— start of EXERCISE DATA —

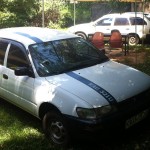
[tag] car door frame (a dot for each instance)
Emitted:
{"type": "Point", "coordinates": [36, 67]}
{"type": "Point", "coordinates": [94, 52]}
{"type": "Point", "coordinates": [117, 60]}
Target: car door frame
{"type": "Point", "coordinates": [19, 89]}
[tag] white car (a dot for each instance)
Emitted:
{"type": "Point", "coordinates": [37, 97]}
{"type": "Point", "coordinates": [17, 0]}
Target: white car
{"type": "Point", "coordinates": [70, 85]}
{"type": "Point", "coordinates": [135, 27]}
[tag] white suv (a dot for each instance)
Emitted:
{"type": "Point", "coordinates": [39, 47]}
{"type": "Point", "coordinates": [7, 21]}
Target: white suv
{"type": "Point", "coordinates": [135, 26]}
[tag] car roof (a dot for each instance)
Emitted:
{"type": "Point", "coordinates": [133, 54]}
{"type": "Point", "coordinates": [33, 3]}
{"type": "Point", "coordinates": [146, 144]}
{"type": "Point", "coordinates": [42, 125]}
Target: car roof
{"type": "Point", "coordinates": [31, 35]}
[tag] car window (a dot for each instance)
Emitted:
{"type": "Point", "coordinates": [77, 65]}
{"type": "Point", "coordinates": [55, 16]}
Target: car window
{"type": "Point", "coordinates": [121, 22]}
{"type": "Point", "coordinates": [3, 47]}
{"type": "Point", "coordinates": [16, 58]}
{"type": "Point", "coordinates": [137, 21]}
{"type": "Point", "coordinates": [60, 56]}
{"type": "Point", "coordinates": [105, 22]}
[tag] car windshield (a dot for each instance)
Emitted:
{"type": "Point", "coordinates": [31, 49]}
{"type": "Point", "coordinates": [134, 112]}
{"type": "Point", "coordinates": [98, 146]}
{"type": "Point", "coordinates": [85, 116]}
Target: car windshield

— end of EXERCISE DATA —
— start of EXERCISE DATA —

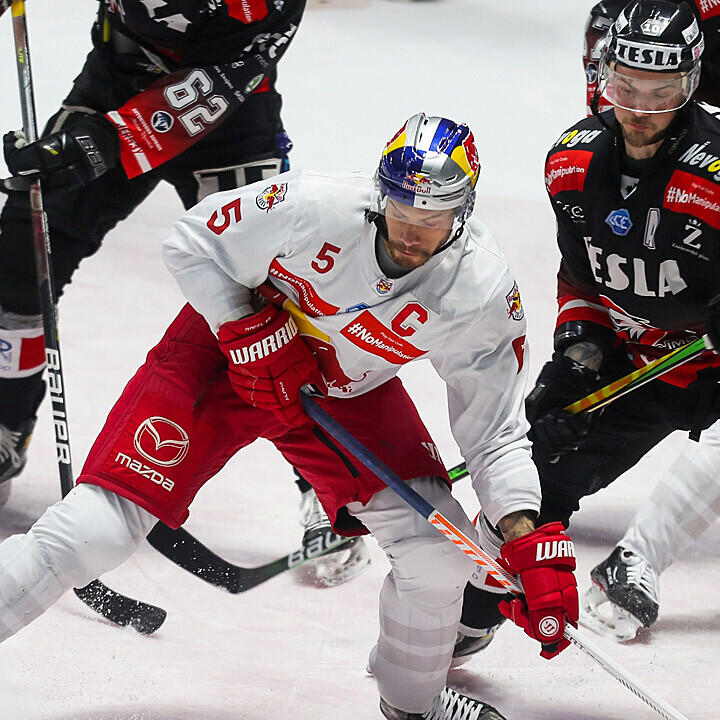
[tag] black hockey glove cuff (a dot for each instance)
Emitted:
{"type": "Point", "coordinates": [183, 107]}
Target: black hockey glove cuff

— end of EXERCISE DATA —
— start of EXERCISE DATA —

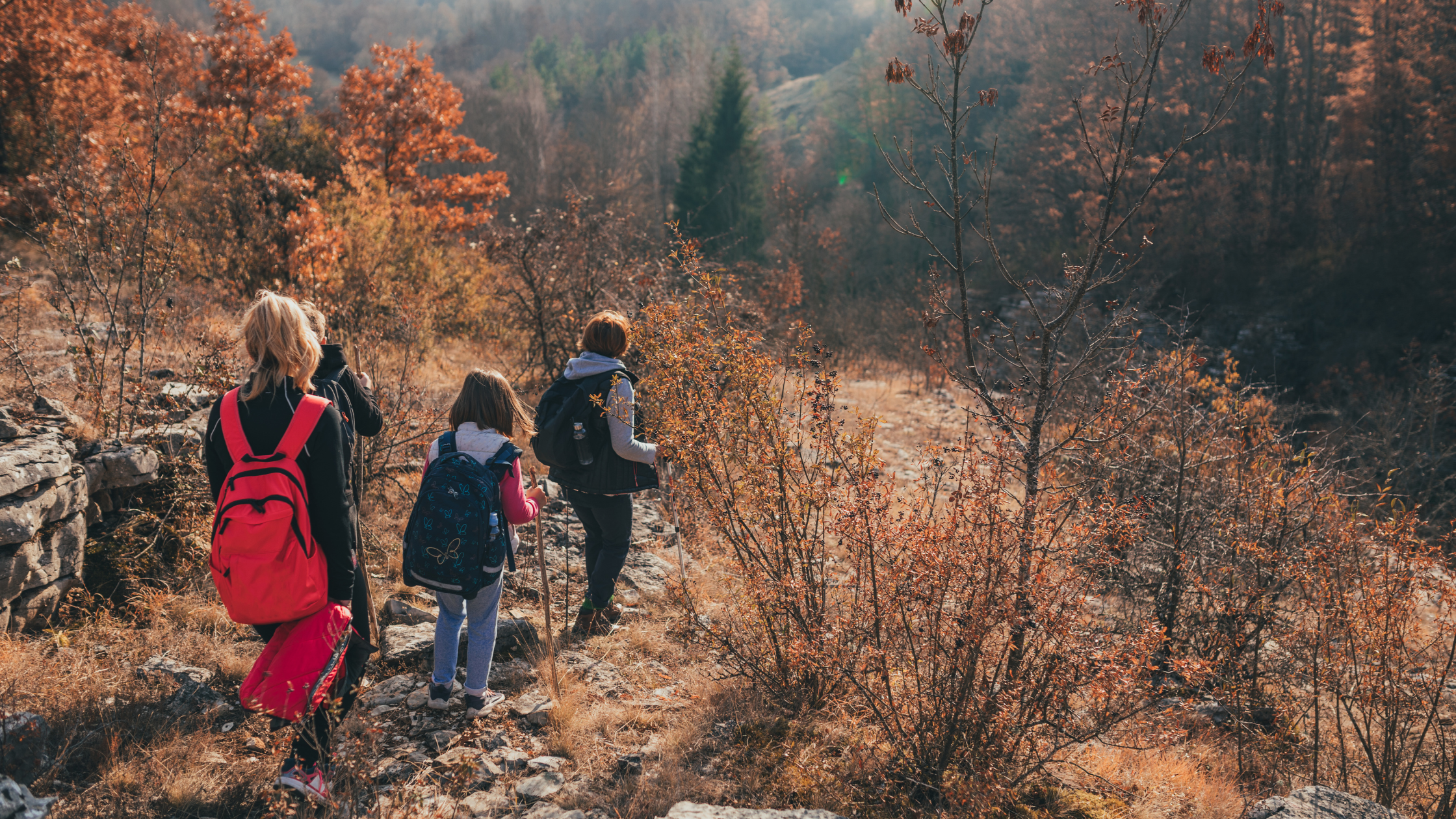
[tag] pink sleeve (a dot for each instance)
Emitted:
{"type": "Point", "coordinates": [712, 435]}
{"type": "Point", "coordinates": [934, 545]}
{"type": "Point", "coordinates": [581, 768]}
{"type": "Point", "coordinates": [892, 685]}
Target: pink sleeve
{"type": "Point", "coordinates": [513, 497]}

— end of EXERCISE DATA —

■ OBJECTIVE ■
Transcribe the stretch of the listing from the line containing "[tag] car windshield" through the line containing "Target: car windshield", keeping both of those lines.

■ REPLY TO THE EXERCISE ■
[tag] car windshield (a dot for each instance)
Emitted:
{"type": "Point", "coordinates": [31, 49]}
{"type": "Point", "coordinates": [134, 112]}
{"type": "Point", "coordinates": [98, 146]}
{"type": "Point", "coordinates": [85, 116]}
Target: car windshield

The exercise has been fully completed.